Reproduce the records below exactly, leaving their images out.

____

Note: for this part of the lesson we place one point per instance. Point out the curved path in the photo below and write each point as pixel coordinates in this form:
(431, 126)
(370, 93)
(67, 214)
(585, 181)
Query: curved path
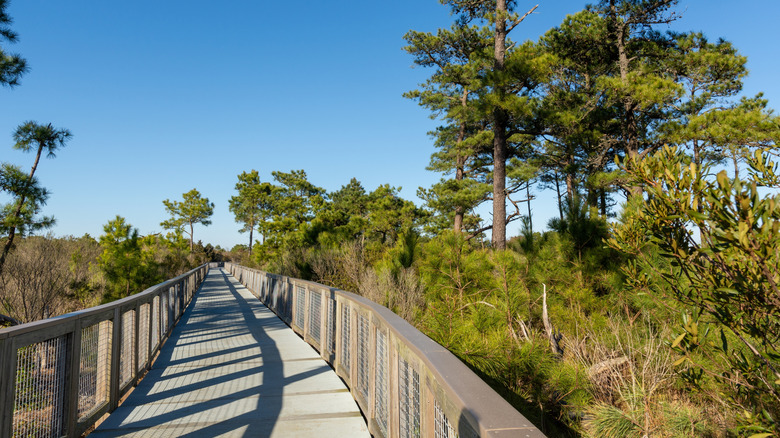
(233, 369)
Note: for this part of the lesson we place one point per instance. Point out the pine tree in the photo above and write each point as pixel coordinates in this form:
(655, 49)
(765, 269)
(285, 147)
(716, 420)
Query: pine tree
(193, 209)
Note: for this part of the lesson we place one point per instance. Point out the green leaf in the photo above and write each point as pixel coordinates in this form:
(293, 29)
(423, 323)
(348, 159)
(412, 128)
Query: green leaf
(677, 341)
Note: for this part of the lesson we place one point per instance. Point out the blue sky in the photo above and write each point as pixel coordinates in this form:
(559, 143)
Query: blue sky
(168, 95)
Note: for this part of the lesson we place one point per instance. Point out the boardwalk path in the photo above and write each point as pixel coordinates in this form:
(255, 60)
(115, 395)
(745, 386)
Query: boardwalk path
(232, 368)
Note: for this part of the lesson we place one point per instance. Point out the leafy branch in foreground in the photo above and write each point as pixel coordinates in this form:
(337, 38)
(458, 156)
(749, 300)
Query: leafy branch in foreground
(728, 275)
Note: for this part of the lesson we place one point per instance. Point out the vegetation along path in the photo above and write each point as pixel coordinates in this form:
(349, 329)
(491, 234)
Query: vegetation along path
(232, 368)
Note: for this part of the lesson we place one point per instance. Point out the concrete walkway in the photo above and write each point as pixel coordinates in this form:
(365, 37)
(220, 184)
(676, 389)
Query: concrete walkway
(233, 369)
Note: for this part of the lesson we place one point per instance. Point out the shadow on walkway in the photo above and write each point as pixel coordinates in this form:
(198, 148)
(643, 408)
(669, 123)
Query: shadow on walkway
(223, 373)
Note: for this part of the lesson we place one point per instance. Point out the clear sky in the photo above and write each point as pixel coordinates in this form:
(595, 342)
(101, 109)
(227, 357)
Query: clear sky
(163, 96)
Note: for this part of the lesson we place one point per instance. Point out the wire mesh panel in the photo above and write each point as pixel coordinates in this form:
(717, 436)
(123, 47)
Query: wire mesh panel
(94, 367)
(331, 326)
(315, 316)
(170, 307)
(300, 304)
(39, 390)
(380, 381)
(164, 314)
(155, 321)
(346, 330)
(127, 349)
(363, 339)
(408, 400)
(286, 290)
(442, 427)
(143, 335)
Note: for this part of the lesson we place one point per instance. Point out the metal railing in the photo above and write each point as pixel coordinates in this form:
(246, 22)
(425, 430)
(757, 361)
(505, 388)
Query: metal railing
(58, 376)
(406, 384)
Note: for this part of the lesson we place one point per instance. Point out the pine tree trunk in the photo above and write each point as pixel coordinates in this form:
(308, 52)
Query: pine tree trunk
(460, 164)
(499, 133)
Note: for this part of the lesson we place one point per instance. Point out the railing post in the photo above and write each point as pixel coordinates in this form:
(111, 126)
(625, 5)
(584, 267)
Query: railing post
(116, 343)
(137, 344)
(72, 380)
(7, 379)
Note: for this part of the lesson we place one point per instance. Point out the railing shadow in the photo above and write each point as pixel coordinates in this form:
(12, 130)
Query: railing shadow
(220, 403)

____

Response:
Note: for this part of the lesson we place one point per instance. Point out the curved path in the photo below and write each point as pixel coordinates in this form:
(431, 126)
(370, 93)
(67, 214)
(585, 181)
Query: curved path
(233, 369)
Note: for this part of the lesson we place one point per instance. Point out the pine tree in the photo above and write each point as pixel coordinates in this form:
(655, 49)
(765, 269)
(285, 147)
(716, 420)
Query: pine tree
(193, 209)
Note: for this part of the lesson we place one point per instance. Point out the green leaf in the photo above and write each point as pixel coordinates in this form:
(293, 29)
(423, 323)
(348, 159)
(412, 128)
Query: green leaf
(677, 341)
Note: for this part of the lesson we place one point per instance. Point out the blue sky in the photo above and write each point as pixel coordinates in this form:
(559, 143)
Query: blue sky
(168, 95)
Note: for this part of the lesson we place one point per instance. Point out the boardwalk path in the photo above and write each point as pixel coordinates in this form:
(255, 60)
(115, 395)
(745, 386)
Query: boardwalk path
(232, 368)
Note: for this part of the lesson we place one point per instance. Point out the leafy branch in foreground in the photo above and write each point as pixel coordinates in this form:
(337, 38)
(458, 156)
(749, 300)
Query: leafy branch in foreground
(728, 275)
Note: for this part of the lesson we place one point per instance. Point out the vegetation along path in the photo above and write each point as pixel coordinates in this form:
(349, 329)
(491, 234)
Query: vegetation along path
(232, 368)
Note: for this part of the lesson we place one point per instance. Point out the concrete walkway in the photo above and write each point as pixel coordinates in this form:
(365, 37)
(220, 184)
(676, 389)
Query: concrete walkway
(233, 369)
Note: for this part of the lesson we place one point per instance. Point out the shadow on walkway in the photo above and write each point as pixel coordinates in this form:
(198, 148)
(643, 408)
(669, 123)
Query: shadow on walkway
(223, 373)
Note: for this part of the lesson we place one point per instance. Point out the clear sky in the photo above and write each point as pixel coordinates in this form:
(595, 342)
(101, 109)
(227, 357)
Query: clear sky
(163, 96)
Note: for this part of the lesson we place one point per instance. Point out the wire mesh panel in the photo above and write each point as pixel coordinates in this form:
(717, 436)
(123, 47)
Query: wire mesh panel
(94, 367)
(331, 326)
(315, 316)
(170, 307)
(300, 304)
(39, 390)
(380, 381)
(164, 314)
(155, 321)
(346, 330)
(127, 349)
(363, 339)
(408, 400)
(286, 290)
(442, 427)
(143, 335)
Note: for this part of the lesson we place one point per instance. Point out the metal railing in the photo above and write each point as pixel coordinates in this form:
(246, 22)
(425, 430)
(757, 361)
(505, 388)
Query: metal railing
(58, 376)
(406, 384)
Note: for this part of the lesson we place one point per instance. Point out the pine tree trunk in the photo above and write each point as pixel coordinates in this form:
(308, 52)
Query: pine tree trunk
(460, 164)
(499, 133)
Note: for this part of the lesson we place one point per instance. Point out the railing post in the photo above and write each point as pixel coordinates in this form:
(111, 126)
(625, 5)
(584, 267)
Query: railing post
(116, 343)
(137, 344)
(72, 380)
(7, 379)
Note: for this part of the lesson we place one point per instance. Point out the railing shadow in the photo above and write each point as pixel coordinates in this form:
(12, 130)
Query: railing shadow
(220, 403)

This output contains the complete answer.